## [What is asked]
Copy the entries below without any change, from the start of the entries up to and including the line that contains "357 226 L 355".

## [Record excerpts]

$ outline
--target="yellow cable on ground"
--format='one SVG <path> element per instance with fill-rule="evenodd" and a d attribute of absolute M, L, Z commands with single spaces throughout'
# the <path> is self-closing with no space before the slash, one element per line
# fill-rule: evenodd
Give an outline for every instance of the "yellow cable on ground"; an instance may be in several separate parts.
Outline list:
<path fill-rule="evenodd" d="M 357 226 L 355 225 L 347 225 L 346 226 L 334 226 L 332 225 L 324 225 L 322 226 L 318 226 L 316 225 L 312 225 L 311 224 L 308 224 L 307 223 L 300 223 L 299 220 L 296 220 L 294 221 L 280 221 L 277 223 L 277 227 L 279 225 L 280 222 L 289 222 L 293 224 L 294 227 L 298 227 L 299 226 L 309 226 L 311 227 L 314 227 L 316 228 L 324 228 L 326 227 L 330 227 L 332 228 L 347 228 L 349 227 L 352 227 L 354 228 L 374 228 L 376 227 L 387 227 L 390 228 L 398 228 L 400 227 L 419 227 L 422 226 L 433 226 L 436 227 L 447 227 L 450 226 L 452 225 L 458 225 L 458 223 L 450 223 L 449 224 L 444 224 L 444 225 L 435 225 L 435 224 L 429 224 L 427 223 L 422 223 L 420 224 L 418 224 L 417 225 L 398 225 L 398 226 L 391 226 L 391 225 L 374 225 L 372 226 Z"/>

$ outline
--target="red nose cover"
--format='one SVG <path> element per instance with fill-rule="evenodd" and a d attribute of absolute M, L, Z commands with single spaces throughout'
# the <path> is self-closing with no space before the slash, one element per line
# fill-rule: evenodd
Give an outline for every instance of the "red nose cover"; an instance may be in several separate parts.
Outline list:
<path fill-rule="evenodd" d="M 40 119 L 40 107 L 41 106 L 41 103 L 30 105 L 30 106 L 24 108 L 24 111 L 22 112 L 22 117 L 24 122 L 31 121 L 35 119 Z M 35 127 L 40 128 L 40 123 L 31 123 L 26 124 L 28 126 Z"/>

## [Solution to the problem]
$ outline
--target="yellow cable on ground"
--format='one SVG <path> element per instance with fill-rule="evenodd" and a d attribute of absolute M, L, Z commands with single spaces throughout'
# the <path> is self-closing with no space before the slash, one element per line
# fill-rule: evenodd
Give an outline for every instance of the "yellow cable on ground"; an instance may be in several separate parts.
Outline list:
<path fill-rule="evenodd" d="M 357 226 L 355 225 L 347 225 L 346 226 L 334 226 L 332 225 L 324 225 L 322 226 L 318 226 L 316 225 L 312 225 L 311 224 L 308 224 L 307 223 L 300 223 L 299 220 L 296 220 L 294 221 L 280 221 L 277 223 L 277 227 L 279 225 L 280 222 L 289 222 L 293 224 L 294 227 L 298 227 L 299 226 L 309 226 L 311 227 L 314 227 L 316 228 L 324 228 L 326 227 L 330 227 L 332 228 L 347 228 L 349 227 L 352 227 L 354 228 L 374 228 L 376 227 L 387 227 L 390 228 L 398 228 L 400 227 L 419 227 L 422 226 L 433 226 L 436 227 L 447 227 L 450 226 L 452 225 L 458 225 L 458 223 L 450 223 L 449 224 L 444 224 L 444 225 L 435 225 L 435 224 L 429 224 L 427 223 L 422 223 L 420 224 L 418 224 L 417 225 L 398 225 L 398 226 L 391 226 L 391 225 L 374 225 L 372 226 Z"/>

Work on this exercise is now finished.